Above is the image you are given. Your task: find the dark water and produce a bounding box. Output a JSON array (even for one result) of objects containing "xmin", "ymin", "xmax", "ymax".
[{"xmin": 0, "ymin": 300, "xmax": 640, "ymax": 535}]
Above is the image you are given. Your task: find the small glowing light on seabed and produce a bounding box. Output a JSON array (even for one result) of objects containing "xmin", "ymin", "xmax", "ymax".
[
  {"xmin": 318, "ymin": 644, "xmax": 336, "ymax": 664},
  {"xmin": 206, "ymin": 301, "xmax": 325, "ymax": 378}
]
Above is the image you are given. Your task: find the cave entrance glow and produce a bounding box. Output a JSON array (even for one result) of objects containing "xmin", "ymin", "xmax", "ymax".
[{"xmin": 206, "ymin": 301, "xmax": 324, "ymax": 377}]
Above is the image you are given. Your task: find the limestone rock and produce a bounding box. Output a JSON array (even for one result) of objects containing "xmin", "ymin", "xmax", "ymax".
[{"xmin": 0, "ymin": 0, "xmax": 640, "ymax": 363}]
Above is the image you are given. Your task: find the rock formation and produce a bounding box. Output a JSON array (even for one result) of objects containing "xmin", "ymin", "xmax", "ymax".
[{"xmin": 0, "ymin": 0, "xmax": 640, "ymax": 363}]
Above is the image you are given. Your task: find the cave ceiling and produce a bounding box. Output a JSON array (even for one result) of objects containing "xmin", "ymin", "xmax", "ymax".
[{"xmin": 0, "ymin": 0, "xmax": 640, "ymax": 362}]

...

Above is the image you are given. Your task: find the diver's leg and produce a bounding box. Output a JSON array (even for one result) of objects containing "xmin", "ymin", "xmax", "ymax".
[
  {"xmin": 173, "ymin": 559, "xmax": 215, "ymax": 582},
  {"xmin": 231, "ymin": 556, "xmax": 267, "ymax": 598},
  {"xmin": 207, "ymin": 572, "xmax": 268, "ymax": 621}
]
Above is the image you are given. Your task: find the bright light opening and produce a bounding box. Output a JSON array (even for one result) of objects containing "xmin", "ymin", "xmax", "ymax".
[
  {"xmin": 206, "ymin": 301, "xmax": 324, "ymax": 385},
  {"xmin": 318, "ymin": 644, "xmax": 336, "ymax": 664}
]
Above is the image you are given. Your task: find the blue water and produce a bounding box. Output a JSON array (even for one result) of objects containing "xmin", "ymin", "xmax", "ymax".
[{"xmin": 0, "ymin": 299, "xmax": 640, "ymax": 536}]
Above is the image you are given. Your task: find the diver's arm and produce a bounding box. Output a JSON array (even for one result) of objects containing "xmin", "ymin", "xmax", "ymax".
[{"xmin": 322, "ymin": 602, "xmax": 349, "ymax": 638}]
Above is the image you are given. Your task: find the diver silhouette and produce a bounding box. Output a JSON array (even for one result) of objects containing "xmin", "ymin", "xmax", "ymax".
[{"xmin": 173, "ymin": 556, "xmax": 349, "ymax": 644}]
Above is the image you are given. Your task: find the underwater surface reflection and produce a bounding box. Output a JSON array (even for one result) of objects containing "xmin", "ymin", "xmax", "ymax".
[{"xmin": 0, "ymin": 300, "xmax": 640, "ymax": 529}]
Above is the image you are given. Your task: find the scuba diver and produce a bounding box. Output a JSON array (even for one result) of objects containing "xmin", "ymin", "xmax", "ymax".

...

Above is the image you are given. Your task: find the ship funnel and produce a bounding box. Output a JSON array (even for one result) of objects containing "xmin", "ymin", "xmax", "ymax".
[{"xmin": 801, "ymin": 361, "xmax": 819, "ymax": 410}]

● **과제**
위 행 가운데 "light"라는 단어가 들어 있는 행을 모두 모아 그대로 옮겨 적어 주시겠어요?

● **출력**
Above is the image you are given. Your task: find the small glowing light on seabed and produce a bounding box. Output a JSON array (even for one result) of objects containing "xmin", "ymin", "xmax", "ymax".
Above is the image you are given. Your task: find the bright light opening and produce a bounding box. Output a JSON array (even for one result) of objects containing "xmin", "ymin", "xmax", "ymax".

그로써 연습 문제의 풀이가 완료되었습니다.